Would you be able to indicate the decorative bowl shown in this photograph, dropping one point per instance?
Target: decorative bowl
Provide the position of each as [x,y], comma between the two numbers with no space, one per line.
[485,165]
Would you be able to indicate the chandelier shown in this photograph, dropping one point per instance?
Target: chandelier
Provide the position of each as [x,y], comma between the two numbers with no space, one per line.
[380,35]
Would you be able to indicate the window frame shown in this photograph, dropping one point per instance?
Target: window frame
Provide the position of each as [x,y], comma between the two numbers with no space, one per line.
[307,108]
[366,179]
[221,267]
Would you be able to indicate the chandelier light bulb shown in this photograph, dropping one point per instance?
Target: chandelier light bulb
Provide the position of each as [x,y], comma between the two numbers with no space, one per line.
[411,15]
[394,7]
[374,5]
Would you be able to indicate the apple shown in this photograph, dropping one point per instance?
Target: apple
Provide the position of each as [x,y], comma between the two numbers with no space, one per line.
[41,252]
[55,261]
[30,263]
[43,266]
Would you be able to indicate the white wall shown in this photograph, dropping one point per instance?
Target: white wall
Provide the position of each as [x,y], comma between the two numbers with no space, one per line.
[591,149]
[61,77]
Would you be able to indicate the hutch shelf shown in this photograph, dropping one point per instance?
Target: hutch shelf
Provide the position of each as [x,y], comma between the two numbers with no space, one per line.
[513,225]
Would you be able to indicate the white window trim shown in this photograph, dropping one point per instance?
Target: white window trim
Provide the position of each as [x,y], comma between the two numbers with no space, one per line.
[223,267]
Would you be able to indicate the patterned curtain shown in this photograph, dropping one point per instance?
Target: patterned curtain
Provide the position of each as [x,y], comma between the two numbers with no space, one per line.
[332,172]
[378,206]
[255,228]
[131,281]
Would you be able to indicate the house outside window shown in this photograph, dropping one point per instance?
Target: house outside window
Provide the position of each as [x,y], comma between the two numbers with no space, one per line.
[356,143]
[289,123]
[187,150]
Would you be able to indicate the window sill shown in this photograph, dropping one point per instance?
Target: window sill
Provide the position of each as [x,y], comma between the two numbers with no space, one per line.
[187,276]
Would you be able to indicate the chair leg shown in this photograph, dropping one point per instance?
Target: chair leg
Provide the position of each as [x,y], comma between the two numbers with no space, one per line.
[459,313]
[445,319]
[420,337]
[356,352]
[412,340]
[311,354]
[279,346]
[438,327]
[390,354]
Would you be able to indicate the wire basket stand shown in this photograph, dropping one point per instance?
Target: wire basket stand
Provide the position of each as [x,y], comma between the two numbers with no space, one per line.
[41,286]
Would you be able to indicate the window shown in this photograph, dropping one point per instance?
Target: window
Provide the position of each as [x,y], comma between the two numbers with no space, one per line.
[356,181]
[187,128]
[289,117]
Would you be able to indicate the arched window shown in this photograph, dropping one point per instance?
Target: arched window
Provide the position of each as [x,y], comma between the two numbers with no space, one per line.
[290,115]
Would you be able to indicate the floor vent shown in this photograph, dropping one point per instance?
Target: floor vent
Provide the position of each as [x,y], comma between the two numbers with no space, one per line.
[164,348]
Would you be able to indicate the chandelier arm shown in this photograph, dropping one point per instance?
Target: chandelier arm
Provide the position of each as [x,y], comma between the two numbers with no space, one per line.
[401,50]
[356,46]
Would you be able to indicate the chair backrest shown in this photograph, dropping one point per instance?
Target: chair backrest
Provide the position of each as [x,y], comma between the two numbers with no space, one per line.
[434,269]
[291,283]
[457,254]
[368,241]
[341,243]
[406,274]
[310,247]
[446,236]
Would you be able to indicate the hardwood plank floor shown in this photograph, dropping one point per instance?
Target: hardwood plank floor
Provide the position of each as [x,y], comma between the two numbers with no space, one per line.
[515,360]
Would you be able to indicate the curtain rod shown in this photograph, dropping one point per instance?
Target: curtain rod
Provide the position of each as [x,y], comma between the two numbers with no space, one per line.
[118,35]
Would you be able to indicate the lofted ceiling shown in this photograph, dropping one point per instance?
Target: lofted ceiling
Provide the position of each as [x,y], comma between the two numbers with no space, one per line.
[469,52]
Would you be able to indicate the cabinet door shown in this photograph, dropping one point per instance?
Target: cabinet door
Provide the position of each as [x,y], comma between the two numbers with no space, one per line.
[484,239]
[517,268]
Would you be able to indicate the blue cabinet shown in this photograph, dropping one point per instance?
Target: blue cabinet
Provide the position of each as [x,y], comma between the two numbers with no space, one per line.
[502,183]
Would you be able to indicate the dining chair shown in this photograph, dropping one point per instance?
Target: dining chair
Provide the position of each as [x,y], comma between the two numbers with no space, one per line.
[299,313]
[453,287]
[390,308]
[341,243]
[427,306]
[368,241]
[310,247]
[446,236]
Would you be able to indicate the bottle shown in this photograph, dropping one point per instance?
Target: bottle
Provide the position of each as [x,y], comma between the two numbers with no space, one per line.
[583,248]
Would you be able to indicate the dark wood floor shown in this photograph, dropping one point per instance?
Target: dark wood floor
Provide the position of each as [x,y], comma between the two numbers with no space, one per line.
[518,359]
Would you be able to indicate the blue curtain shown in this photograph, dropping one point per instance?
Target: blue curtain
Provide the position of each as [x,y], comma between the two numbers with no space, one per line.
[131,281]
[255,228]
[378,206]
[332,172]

= = =

What to work on: Scale the entries starting with the line that contains "Would you be able to indicate the blue curtain" and going on through the end of the entries: give every line again, requests included, with each coordinate in the answers multiplied by 0.45 and rounded to a whole number, halves rounded up.

Solution:
Would you be able to indicate the blue curtain shown in this photograph, dropping one point per instance?
Target: blue curtain
Provide the position of each as [x,y], comma between the two numbers with no space, one per line.
[59,126]
[115,103]
[170,93]
[149,77]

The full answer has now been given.